■ **PROBLEM**: Please copy each line of the records below that includes the word "bark".

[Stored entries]
-*-
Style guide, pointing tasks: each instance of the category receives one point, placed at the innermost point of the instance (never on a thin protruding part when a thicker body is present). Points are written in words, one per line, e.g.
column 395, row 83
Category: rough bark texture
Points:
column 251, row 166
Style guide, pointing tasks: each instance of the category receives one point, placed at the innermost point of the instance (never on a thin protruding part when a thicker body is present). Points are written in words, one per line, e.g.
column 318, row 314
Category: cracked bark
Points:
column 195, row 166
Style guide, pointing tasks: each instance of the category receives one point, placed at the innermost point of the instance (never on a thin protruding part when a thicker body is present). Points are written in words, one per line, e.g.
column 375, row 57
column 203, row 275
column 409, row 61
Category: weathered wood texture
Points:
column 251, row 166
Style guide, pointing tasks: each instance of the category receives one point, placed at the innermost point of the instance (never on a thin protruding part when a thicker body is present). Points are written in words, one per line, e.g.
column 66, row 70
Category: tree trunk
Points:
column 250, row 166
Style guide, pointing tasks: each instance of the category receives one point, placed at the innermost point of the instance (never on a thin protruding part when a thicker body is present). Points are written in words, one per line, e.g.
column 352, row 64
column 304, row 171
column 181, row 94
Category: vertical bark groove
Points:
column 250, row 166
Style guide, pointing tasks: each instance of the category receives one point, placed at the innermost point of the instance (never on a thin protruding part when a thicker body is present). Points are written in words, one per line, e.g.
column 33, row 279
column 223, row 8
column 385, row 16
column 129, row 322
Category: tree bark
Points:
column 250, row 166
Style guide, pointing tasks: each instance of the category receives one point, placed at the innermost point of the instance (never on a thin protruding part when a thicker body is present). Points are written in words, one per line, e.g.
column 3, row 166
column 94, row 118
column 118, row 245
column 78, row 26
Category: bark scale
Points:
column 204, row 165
-*-
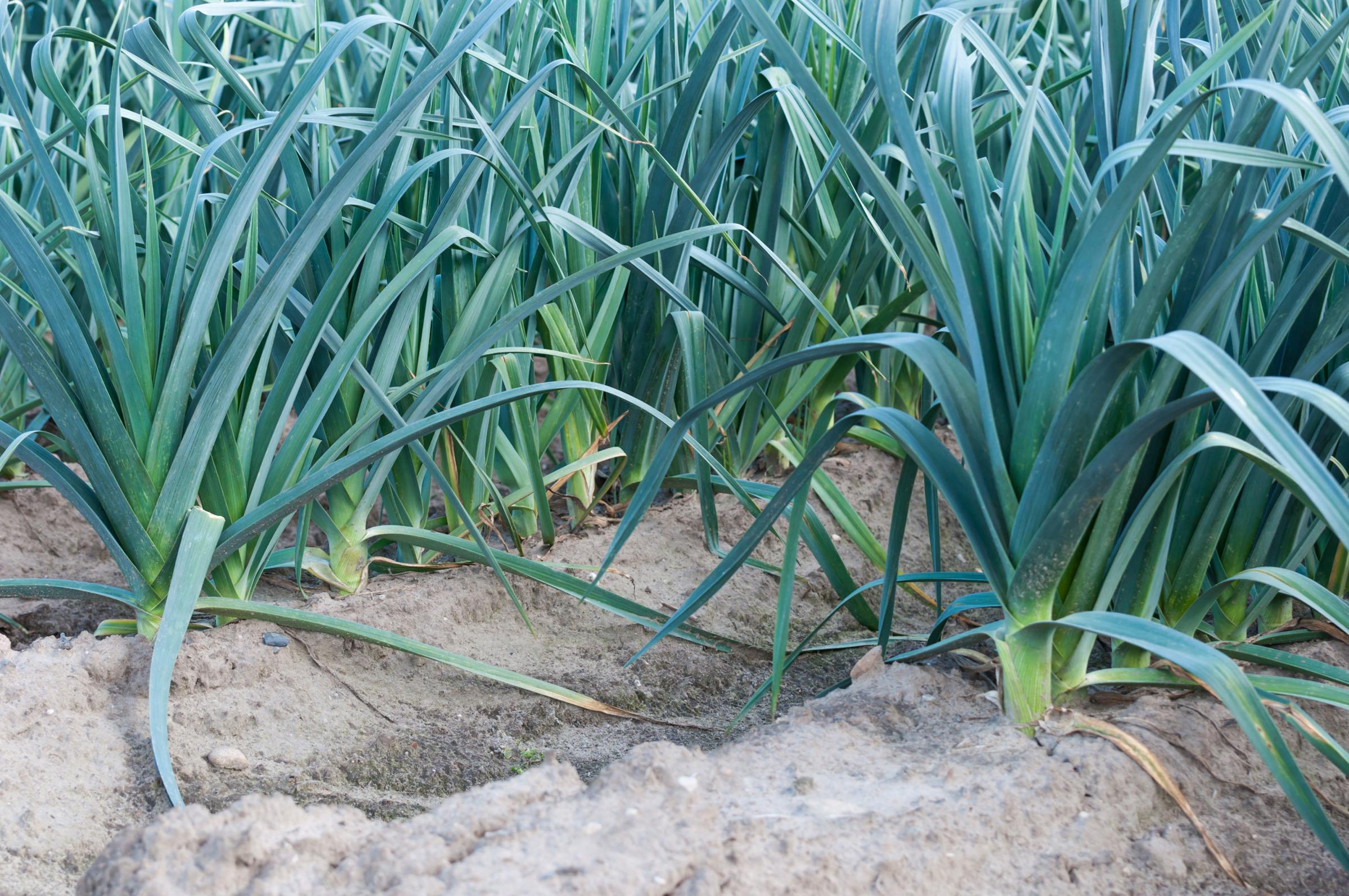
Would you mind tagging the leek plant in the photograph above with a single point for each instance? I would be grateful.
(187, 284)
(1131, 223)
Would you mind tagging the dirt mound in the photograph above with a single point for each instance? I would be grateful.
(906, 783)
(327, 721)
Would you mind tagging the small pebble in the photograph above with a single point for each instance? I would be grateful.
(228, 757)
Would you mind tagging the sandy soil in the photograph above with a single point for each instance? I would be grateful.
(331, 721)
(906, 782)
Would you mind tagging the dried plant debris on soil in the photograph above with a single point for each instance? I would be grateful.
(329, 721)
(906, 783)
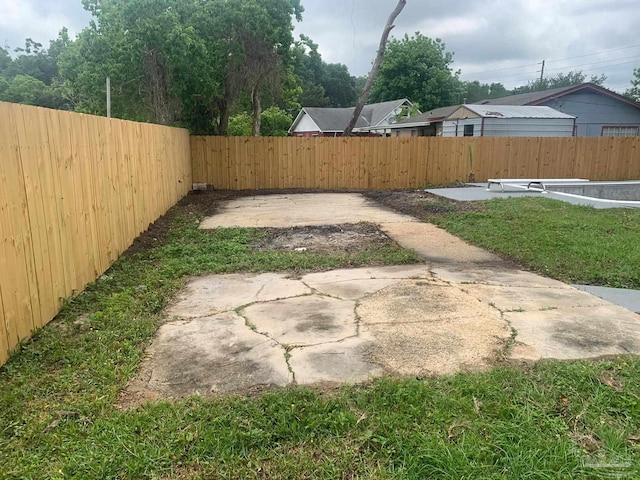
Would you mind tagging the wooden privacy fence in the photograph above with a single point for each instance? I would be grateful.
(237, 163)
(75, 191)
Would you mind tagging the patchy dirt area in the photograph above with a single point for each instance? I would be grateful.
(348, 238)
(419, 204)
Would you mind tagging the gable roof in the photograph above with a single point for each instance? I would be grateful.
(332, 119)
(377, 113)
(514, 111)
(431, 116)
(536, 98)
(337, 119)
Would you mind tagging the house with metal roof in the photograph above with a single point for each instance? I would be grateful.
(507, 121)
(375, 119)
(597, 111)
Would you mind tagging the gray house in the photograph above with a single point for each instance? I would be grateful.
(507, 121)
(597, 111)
-*-
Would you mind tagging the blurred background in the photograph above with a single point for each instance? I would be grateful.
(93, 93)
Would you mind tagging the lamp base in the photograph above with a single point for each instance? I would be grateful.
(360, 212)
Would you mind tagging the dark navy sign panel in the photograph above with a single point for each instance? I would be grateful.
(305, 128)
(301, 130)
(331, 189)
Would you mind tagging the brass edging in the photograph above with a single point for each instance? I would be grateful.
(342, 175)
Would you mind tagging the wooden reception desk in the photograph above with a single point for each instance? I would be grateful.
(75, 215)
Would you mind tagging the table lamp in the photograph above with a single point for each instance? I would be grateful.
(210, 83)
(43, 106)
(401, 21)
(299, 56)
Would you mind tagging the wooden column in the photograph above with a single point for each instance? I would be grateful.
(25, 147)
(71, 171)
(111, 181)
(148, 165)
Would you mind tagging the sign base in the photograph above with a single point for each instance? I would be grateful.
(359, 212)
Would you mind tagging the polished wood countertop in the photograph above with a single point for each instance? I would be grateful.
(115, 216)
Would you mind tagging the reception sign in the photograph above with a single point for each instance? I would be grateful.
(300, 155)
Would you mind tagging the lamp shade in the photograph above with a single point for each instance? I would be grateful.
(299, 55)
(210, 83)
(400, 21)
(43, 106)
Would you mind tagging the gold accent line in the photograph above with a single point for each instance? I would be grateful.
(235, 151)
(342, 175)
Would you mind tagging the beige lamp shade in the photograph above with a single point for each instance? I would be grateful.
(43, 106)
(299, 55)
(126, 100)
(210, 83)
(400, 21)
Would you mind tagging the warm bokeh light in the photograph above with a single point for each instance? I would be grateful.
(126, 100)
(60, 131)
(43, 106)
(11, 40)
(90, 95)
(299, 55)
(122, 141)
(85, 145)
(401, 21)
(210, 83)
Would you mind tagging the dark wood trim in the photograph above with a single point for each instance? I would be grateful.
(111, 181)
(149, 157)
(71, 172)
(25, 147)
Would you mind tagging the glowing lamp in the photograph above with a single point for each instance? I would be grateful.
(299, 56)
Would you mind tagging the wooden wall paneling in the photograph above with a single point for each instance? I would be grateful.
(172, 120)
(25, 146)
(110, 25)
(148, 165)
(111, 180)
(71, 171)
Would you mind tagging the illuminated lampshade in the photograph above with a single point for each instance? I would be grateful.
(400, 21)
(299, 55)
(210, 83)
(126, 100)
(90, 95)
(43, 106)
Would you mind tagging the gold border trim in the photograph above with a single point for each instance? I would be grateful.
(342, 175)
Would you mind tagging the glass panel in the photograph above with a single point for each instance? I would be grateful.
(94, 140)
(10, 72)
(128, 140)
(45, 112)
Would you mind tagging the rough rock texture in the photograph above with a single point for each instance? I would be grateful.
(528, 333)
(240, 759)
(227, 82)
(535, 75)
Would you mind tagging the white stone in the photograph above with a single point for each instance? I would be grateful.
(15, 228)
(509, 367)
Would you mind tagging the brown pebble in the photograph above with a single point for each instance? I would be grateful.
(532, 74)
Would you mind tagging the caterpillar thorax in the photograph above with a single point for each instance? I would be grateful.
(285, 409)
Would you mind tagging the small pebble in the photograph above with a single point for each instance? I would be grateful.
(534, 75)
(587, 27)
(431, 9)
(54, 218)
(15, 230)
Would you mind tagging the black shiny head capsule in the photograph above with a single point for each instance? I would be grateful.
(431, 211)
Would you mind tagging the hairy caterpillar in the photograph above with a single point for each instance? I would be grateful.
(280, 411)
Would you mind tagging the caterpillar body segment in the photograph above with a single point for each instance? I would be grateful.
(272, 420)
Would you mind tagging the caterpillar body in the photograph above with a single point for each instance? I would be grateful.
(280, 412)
-*-
■ **WRITTEN RESPONSE**:
Category: rough bark texture
Category: cracked bark
Category: vertical bark groove
Category: tree bark
Category: bark scale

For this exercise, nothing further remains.